* **WHAT IS EXPECTED**
Let your answer be the line containing "558L155 583L174 575L173" and every line below it to the end of the records, copied exactly.

* **EXERCISE INPUT**
-.-.-
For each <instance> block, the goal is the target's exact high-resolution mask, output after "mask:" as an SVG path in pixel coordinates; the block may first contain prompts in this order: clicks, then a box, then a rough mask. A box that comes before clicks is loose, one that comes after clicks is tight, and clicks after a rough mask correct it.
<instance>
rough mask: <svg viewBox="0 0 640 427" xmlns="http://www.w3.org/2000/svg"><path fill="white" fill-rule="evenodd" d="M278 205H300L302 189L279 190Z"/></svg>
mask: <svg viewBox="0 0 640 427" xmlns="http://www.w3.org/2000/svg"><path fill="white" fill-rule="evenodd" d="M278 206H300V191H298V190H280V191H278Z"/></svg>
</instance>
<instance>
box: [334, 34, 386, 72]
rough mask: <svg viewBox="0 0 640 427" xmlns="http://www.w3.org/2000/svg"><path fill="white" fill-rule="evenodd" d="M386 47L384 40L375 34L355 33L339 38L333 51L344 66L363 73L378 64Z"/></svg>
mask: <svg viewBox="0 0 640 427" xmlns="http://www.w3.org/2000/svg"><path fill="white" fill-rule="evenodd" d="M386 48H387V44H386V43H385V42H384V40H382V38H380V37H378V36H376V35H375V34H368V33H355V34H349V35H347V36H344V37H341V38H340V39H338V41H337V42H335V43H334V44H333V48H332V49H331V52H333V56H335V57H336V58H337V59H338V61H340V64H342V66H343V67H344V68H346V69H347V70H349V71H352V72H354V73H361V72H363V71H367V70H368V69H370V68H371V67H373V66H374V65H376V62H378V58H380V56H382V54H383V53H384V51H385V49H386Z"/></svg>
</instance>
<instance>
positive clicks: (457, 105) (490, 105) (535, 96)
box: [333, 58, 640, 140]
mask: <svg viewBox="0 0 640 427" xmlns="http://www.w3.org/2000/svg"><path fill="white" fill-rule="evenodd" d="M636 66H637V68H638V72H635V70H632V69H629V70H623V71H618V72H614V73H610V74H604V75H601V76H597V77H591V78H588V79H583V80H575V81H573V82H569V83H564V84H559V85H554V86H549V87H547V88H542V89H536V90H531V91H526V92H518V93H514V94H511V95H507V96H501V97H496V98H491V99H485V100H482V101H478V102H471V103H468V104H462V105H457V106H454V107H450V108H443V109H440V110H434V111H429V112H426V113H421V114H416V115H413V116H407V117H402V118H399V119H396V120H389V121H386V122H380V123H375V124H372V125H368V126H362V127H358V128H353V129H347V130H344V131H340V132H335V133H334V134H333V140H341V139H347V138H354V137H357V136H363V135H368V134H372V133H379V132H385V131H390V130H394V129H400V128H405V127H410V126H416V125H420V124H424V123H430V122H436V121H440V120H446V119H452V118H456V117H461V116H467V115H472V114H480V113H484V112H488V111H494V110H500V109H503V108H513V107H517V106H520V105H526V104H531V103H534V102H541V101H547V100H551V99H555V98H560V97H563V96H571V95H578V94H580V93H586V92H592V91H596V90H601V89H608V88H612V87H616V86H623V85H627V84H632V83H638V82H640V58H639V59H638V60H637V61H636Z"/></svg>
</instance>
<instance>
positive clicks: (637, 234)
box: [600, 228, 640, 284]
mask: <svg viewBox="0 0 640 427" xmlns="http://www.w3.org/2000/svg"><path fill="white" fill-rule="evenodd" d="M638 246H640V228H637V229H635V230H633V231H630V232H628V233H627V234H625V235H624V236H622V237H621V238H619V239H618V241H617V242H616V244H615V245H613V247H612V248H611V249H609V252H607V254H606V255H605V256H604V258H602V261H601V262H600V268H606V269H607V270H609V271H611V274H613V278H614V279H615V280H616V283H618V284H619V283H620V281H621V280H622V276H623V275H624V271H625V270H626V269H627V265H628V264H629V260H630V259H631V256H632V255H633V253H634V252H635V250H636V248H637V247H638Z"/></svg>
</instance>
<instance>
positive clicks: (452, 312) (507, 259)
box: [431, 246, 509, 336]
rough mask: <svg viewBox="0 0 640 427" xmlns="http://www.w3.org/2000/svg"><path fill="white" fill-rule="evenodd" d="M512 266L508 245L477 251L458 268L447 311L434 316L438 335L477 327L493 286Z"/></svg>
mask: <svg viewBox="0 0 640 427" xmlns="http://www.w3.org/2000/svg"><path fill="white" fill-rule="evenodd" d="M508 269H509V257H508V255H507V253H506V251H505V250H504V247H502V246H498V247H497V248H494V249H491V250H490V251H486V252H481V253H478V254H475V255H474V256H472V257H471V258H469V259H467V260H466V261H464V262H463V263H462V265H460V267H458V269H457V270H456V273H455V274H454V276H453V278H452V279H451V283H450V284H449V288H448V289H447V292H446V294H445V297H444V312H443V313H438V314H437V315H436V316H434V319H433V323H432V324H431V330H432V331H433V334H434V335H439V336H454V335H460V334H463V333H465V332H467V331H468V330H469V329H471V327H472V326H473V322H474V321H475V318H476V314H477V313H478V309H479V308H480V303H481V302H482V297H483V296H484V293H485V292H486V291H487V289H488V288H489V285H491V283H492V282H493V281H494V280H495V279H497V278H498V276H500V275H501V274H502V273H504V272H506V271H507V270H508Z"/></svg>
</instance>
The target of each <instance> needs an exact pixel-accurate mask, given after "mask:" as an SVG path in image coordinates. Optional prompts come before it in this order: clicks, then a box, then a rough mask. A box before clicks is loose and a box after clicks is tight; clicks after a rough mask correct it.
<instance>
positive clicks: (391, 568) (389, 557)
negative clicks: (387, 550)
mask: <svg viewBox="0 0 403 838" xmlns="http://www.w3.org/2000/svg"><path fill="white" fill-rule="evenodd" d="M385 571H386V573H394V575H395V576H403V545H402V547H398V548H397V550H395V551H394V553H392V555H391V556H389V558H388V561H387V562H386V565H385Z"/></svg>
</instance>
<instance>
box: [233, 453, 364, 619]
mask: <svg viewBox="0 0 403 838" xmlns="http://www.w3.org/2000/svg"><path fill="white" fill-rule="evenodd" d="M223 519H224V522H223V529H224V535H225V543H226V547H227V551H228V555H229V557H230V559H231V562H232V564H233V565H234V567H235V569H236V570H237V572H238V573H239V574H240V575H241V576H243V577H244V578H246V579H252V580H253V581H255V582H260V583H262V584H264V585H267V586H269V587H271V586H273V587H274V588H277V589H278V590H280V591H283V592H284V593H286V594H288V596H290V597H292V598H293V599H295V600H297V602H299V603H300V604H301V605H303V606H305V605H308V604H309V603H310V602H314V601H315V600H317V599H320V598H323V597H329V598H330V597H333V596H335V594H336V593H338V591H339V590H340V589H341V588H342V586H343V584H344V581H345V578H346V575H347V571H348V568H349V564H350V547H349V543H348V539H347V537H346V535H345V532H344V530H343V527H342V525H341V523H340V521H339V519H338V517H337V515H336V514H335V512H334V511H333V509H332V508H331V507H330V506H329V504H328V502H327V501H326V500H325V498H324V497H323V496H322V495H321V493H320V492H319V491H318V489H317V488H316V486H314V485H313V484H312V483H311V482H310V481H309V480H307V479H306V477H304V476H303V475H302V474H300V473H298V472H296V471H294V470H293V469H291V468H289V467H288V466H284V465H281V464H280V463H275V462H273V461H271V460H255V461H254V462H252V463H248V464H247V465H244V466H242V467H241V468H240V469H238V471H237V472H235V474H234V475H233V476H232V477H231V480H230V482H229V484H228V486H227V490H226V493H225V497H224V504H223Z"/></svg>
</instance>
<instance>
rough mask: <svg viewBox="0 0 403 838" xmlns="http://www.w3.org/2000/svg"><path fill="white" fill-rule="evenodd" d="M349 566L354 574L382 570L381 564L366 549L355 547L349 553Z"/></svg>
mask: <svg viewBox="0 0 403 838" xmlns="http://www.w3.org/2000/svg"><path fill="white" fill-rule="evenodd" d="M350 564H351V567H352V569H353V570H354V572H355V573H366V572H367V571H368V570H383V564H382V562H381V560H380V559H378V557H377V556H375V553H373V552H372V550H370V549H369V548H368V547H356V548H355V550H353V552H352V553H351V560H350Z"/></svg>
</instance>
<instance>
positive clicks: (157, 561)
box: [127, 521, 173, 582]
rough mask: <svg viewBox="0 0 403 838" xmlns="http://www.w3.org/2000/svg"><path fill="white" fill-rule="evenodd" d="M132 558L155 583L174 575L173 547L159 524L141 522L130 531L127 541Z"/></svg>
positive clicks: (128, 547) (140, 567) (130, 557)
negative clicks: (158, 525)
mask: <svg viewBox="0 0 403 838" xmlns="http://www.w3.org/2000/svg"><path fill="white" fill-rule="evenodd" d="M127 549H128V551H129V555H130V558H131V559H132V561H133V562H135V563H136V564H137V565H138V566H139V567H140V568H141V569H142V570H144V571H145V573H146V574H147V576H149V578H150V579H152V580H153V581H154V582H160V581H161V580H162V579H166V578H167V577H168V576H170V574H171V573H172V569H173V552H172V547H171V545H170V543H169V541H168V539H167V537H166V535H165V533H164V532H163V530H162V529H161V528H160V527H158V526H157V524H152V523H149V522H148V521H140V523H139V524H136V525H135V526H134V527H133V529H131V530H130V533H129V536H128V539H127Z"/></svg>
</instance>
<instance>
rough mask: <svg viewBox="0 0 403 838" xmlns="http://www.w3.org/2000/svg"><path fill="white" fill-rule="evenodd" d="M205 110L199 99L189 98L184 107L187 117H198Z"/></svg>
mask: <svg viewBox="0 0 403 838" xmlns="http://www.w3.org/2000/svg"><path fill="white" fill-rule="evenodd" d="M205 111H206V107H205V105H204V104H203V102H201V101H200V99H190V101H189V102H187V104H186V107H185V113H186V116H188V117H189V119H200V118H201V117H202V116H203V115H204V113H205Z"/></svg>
-.-.-
* **RESULT FOR THIS TASK**
rough mask: <svg viewBox="0 0 403 838" xmlns="http://www.w3.org/2000/svg"><path fill="white" fill-rule="evenodd" d="M132 558L155 583L174 575L173 547L159 524L141 522L130 531L127 541Z"/></svg>
positive clicks: (128, 547) (140, 567) (130, 557)
negative clicks: (158, 525)
mask: <svg viewBox="0 0 403 838" xmlns="http://www.w3.org/2000/svg"><path fill="white" fill-rule="evenodd" d="M127 549H128V551H129V555H130V558H131V559H132V561H133V562H135V563H136V564H137V565H138V566H139V567H140V568H141V569H142V570H144V571H145V573H146V574H147V576H149V578H150V579H152V580H153V581H154V582H160V581H161V580H162V579H166V578H167V577H168V576H170V574H171V573H172V569H173V552H172V547H171V545H170V543H169V541H168V539H167V537H166V535H165V533H164V532H163V530H162V529H161V528H160V527H158V526H157V524H152V523H149V522H148V521H140V523H139V524H136V525H135V526H134V527H133V529H131V530H130V533H129V536H128V539H127Z"/></svg>
</instance>
<instance>
rough mask: <svg viewBox="0 0 403 838" xmlns="http://www.w3.org/2000/svg"><path fill="white" fill-rule="evenodd" d="M205 110L199 99L189 98L184 107L187 117H198Z"/></svg>
mask: <svg viewBox="0 0 403 838" xmlns="http://www.w3.org/2000/svg"><path fill="white" fill-rule="evenodd" d="M205 111H206V107H205V105H204V104H203V102H201V101H200V99H190V101H189V102H187V104H186V107H185V113H186V116H188V117H189V119H200V118H201V117H202V116H203V115H204V113H205Z"/></svg>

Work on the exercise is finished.